A dispensa do licenciamento para determinadas atividades agropecuárias não eliminaria, em hipótese alguma, a obrigatoriedade de cumprimento das regras do Código Florestal.

Nesse sentido, o texto do PL 2159 previa que o imóvel rural deveria estar regularmente inscrito no Cadastro Ambiental Rural (CAR) e manter em conformidade à legislação suas Áreas de Preservação Permanente (APPs) e Reserva Legal (RL).

Além disso, se identificada deficiência nas áreas supracitadas, o produtor precisaria ingressar no Programa de Regularização Ambiental (PRA) ou firmar termo de compromisso, assumindo o dever de recompor ou compensar a vegetação.

Da mesma forma, a conversão do uso do solo — mesmo quando se tratasse de desmatamento autorizado por lei — continuaria condicionada à obtenção de autorização formal de supressão de vegetação.

Assim, a isenção prevista no PL 2159 objetivava a simplificação do rito procedimental, sem flexibilizar os padrões materiais de proteção ambiental, preservando o modelo de gestão territorial estabelecido pela Lei 12.651/2012.

O PL 2159 também buscou modernizar instrumentos.
────────────────────
→ **AÇÕES NECESSÁRIAS**:
(1) Segundo o texto sobre o PL 2159, em que cadastro o imóvel rural deveria estar regularmente inscrito?
(2) Transcreva do texto sobre o PL 2159 o trecho que começa nas palavras "Além disso, se" e termina logo após "pela Lei 12.651/2012.".

→ **Registros de imagem sobre regiões nomeadas**:
────────────────────
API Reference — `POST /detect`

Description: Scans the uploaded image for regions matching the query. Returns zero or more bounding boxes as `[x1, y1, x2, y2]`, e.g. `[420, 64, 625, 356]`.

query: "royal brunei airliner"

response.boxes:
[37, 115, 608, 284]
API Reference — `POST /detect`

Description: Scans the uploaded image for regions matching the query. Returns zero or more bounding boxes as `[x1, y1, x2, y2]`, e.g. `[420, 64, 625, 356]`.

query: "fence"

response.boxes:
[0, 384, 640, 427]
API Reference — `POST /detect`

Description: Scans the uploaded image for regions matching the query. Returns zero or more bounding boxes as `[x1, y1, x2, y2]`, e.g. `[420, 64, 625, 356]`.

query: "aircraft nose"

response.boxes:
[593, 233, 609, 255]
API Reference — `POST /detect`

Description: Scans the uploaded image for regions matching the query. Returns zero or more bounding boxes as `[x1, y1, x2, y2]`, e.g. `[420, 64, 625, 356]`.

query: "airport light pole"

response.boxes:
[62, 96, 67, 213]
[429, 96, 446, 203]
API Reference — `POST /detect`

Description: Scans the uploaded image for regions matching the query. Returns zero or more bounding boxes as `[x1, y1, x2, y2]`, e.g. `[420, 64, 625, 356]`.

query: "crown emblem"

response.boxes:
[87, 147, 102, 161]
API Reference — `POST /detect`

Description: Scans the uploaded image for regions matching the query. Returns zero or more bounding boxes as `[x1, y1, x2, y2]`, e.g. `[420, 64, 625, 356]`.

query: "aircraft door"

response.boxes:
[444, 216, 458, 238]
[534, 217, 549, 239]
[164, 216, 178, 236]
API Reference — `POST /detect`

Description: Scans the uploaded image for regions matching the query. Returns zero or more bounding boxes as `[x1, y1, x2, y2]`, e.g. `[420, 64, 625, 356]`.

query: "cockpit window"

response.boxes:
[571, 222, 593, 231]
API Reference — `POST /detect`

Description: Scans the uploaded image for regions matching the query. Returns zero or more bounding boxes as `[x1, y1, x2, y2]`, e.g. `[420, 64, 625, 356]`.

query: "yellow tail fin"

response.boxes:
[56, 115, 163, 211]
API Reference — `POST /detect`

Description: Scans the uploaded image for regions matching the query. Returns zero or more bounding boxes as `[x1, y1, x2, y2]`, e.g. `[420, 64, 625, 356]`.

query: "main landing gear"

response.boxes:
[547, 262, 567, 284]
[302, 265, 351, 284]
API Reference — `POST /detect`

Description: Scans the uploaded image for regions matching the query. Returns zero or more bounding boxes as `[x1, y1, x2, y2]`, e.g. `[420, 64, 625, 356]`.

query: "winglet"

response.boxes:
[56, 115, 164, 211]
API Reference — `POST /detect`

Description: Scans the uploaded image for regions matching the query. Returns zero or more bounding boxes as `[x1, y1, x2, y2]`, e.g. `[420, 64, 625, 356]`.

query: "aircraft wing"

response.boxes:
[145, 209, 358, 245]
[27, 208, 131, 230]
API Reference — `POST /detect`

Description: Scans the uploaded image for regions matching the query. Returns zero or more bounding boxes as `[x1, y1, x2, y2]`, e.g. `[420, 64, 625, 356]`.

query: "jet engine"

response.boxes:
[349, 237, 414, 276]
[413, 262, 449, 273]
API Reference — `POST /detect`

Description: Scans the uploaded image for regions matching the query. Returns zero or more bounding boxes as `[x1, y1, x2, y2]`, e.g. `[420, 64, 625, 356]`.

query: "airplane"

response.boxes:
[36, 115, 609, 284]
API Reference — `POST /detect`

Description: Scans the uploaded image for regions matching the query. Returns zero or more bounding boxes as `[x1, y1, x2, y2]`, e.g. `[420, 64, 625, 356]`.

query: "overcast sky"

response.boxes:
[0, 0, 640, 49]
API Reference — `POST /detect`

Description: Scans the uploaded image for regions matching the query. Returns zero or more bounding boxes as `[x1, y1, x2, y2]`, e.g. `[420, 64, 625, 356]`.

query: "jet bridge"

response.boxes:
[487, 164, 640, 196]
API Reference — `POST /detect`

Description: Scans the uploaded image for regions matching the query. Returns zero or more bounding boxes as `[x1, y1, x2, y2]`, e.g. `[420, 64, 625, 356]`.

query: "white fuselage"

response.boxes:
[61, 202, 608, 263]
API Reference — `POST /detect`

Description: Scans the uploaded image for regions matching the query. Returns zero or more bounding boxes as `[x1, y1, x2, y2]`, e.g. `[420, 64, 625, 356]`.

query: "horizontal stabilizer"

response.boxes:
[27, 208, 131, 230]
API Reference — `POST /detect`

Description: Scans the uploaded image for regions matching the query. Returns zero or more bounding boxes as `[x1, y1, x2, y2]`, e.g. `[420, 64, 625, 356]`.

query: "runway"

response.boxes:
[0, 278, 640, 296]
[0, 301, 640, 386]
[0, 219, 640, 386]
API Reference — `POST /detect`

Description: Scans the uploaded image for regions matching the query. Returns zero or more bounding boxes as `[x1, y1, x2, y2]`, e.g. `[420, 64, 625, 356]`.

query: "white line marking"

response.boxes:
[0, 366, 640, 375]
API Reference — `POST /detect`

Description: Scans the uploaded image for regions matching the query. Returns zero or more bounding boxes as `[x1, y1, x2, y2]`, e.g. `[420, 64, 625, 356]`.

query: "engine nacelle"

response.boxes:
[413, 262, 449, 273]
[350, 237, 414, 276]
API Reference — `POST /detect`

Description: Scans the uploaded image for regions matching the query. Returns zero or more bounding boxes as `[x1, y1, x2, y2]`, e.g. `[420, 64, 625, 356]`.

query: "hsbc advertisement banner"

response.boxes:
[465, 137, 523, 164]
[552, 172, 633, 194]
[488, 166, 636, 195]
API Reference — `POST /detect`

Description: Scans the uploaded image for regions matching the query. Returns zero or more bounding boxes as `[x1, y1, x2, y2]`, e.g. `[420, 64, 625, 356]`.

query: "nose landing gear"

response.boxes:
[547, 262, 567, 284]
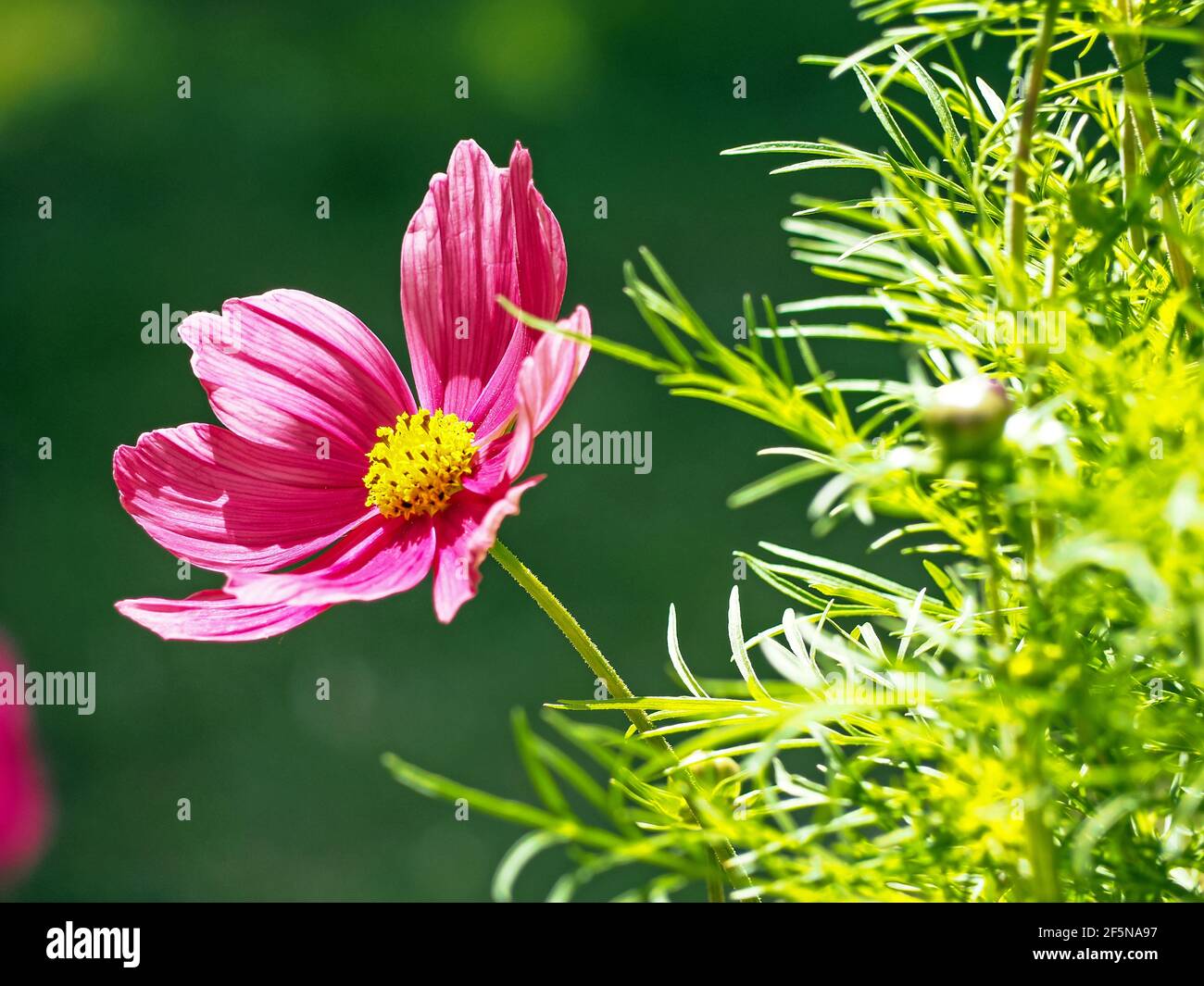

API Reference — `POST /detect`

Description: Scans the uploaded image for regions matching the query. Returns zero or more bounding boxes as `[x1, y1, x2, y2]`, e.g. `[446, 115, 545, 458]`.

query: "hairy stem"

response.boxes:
────────────────────
→ **RESPOSTAS ESPERADAS**:
(1) No Cadastro Ambiental Rural (CAR).

(2)
Além disso, se identificada deficiência nas áreas supracitadas, o produtor precisaria ingressar no Programa de Regularização Ambiental (PRA) ou firmar termo de compromisso, assumindo o dever de recompor ou compensar a vegetação.

Da mesma forma, a conversão do uso do solo — mesmo quando se tratasse de desmatamento autorizado por lei — continuaria condicionada à obtenção de autorização formal de supressão de vegetação.

Assim, a isenção prevista no PL 2159 objetivava a simplificação do rito procedimental, sem flexibilizar os padrões materiais de proteção ambiental, preservando o modelo de gestão territorial estabelecido pela Lei 12.651/2012.